ESERCIZIO:
Riprenda il brano sul testamento biologico riportato più avanti e lo prosegua a partire dalla sua ultima frase.

BRANO PROPOSTO:
◇ ◇ ◇ ◇

Sin dai primi studi giuridici universitari associavo la successione testamentaria alla volontà di una persona, oramai avanti nell'età, di affidare agli affetti più cari i propri beni per evitare che si disperdessero: in altri termini lasciare loro un "ricordo". "Fare testamento" dunque veniva dalla sottoscritta associato alla mera disposizione dei propri averi.
Nel corso degli studi è mutata la mia opinione del "fare testamento" ma certamente è rimasta ancorata all'idea di disposizione patrimoniale, di volontà di non dispersione di quanto costruito nella vita e di contributo e memoria da lasciare alle persone vicine (parenti e non).
La vita professionale, poi, mi ha allontanato dagli studi sulle successioni impegnata a leggere ed interpretare più volontà contrattuali che ultime volontà né la mia vita personale, almeno fino ad oggi, mi ha mai costretta a rivolgere l'attenzione alle successioni.
E ciò fintanto che il caso e la mia personale curiosità non mi hanno spinto a conoscere la c.d. DAT (dichiarazione anticipata di trattamento medico) confrontandomi, leggendo, consultando ed apprendendo l' "equiparazione" delle stesse al testamento (nella specie biologico).
Se di testamento si tratta però, le DAT non necessariamente sono esternate da persona anziana né soprattutto implicano dei "lasciti" in termini strettamente patrimoniali. Al contrario.
La "scoperta" per me più stravolgente è che le dichiarazioni di cui trattasi non necessariamente erano esternate da persone gravemente malate o prossime a delicati interventi chirurgici. E dunque, perché decidere sui trattamenti medici cui sottoporre o meno il proprio corpo. Non è tale decisione una disposizione stessa del proprio corpo?
La risposta è chiaramente varia a seconda degli orientamenti anche religiosi e/o spirituali di ciascuno di noi.

◇ ◇ ◇ ◇

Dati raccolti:
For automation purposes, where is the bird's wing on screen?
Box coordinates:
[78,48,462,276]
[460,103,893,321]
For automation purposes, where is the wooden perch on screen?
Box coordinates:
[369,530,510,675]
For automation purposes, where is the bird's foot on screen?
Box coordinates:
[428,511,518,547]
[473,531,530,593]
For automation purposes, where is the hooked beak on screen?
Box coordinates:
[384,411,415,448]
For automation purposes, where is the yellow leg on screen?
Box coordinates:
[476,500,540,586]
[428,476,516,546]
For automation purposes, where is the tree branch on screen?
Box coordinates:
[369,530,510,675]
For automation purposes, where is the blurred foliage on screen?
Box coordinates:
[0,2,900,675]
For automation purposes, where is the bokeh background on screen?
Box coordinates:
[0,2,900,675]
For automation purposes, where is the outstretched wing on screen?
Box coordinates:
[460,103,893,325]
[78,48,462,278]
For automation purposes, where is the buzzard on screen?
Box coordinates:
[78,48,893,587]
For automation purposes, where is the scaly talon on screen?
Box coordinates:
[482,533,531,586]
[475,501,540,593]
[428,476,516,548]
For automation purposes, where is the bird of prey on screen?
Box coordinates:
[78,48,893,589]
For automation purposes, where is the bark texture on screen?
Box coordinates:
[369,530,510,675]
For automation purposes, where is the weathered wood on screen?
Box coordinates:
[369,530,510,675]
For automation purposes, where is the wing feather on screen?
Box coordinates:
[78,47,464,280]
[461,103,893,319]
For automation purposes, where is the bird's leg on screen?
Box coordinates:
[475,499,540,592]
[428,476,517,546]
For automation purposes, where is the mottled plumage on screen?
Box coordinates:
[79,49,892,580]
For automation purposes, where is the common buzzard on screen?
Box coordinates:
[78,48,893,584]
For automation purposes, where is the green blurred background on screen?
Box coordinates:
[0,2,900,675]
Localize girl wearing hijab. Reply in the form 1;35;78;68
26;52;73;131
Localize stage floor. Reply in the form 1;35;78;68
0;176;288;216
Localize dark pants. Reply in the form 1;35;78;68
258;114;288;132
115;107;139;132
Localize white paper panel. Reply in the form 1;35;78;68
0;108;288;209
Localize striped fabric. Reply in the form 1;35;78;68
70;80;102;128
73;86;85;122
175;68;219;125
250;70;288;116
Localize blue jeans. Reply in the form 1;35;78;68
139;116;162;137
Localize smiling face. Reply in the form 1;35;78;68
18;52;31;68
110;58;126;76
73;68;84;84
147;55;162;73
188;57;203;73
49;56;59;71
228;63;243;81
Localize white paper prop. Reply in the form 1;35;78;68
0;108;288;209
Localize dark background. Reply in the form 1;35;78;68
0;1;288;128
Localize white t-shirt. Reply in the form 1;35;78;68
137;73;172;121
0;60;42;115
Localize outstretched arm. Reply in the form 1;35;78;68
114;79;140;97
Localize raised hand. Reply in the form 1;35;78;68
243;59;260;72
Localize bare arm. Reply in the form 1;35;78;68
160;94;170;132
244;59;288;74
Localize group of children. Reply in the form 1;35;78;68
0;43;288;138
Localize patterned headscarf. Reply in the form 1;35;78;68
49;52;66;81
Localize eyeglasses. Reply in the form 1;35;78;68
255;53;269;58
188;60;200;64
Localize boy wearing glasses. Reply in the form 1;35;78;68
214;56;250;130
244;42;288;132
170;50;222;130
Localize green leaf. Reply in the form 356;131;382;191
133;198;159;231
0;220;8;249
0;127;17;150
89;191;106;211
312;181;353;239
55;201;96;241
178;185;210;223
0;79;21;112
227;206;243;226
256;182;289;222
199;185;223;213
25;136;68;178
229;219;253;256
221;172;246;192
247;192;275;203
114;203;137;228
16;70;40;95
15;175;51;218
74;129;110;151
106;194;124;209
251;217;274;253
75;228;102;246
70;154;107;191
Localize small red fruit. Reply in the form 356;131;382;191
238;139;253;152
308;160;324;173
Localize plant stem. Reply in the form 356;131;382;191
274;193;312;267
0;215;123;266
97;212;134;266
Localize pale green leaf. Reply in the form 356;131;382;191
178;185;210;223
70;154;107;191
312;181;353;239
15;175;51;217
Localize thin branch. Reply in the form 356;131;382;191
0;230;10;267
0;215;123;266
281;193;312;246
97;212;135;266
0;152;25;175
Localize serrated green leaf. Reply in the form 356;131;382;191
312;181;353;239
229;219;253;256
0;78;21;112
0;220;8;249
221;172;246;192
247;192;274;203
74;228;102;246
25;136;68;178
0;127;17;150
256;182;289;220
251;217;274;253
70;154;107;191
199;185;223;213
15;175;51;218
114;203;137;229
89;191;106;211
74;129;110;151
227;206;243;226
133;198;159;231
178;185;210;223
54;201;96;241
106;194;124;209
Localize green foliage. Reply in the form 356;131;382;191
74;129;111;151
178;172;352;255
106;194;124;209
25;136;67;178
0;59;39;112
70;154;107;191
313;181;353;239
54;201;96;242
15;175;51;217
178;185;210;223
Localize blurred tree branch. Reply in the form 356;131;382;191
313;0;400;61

◇ ◇ ◇ ◇

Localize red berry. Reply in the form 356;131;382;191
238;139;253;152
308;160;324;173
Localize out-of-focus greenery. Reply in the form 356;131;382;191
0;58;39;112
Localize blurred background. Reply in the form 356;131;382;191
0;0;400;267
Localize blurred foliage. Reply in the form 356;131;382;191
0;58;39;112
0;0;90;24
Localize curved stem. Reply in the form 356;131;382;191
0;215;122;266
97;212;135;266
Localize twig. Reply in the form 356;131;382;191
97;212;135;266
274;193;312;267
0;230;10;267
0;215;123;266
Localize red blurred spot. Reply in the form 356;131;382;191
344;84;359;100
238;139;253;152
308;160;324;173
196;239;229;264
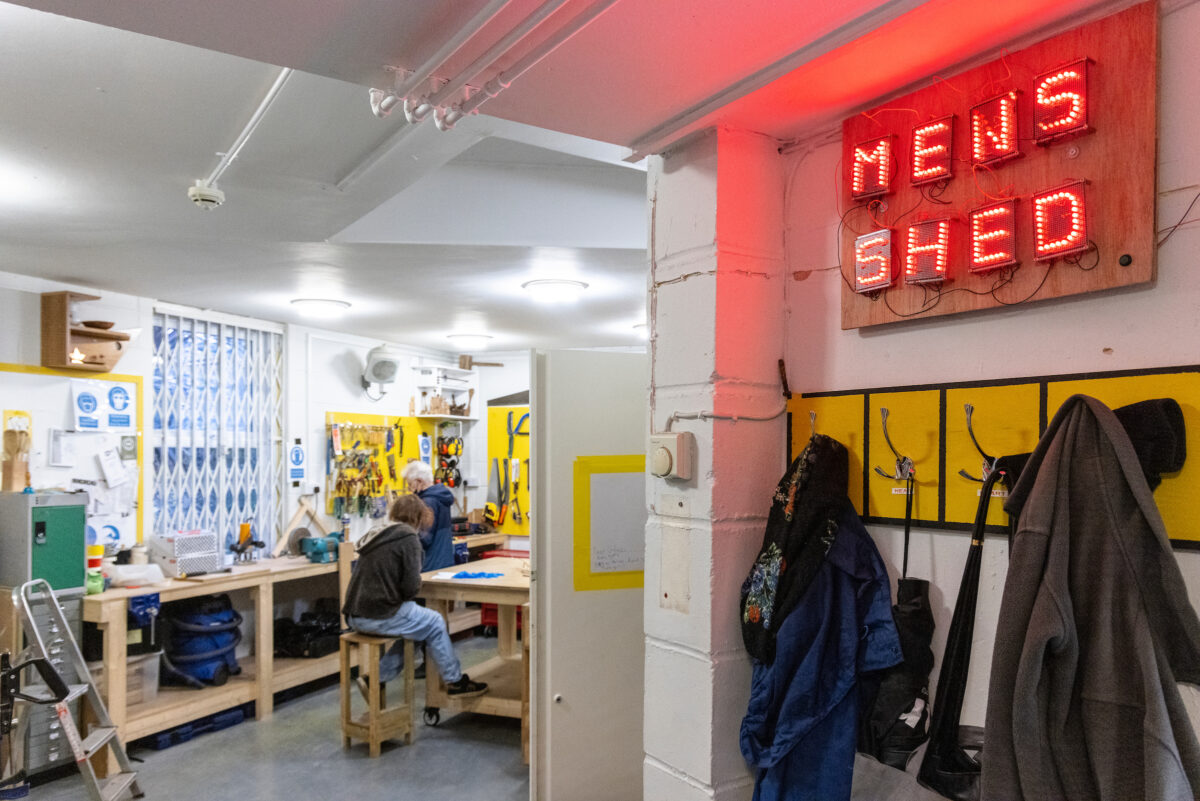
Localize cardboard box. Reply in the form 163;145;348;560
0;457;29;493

◇ ◇ ◇ ◇

RISPOSTA ALL'ESERCIZIO:
Nell'approfondire la ricerca e nel porre domande a medici e pazienti mi è stato consegnato un testamento biologico: una descrizione del vissuto di un medico e la conseguente sua volontà nelle ipotesi di inattività o inabilità o comunque di difficoltà anche transeunte di carattere fisico o psichico.
Nell'indicato testamento si affermava la sacralità della vita, la difesa dei deboli, la relatività dell'accanimento terapeutico ma anche delle determinazione ad una celere risoluzione della sofferenza.
Un testo ricco di riflessioni e spunti in cui è evidente la stretta soggettività delle volontà che, in un testamento quale quello letto (e più in generale nelle D.A.T.), non necessariamente devono essere "ultime" (nel senso letterario del termine) ma certamente cogenti ed imperanti: al verificarsi della condizione ivi prevista (malattia, indebolimento, lutto, solitudine, pazzia e via discorrendo) è assolutamente doveroso attenersi alle prescrizioni lasciate.
"Fare testamento" dunque come "lasciare chiaramente scritte le proprie volontà non solo in merito a patrimoni ma anche e soprattutto relativamente ai propri sentimenti, alle proprie decisioni mediche e non, ai propri desideri ed alle proprie possibilità".
"Fare testamento" non per motivi di "continuità di famiglia" ma per la necessità di dettare regole sulla propria vita in un momento in cui si gode ancora di piena autonomia decisionale.
"Fare testamento" dunque non solo in punto di morte o a fine vita ma in qualunque momento della propria quotidiana esistenza e tutte le volte che si ravvisi il desiderio di comunicare ora per l'avvenire la volontà in merito ai trattamenti sanitari e non cui essere o meno sottoposti nel verificarsi di una condizione di difficoltà.
Quali comportamenti adottare in tali condizioni non è prescritto né deve esserlo in alcuna norma ma è lasciato alla sensibilità di ognuno, al proprio vissuto ed alla propria spiritualità ma "fare testamento" quando si è nella piena facoltà di determinazione della e sulla propria esistenza è certamente un'impronta che si lascia della propria vita per un avvenire non certo né nell'an né sul "quomodo".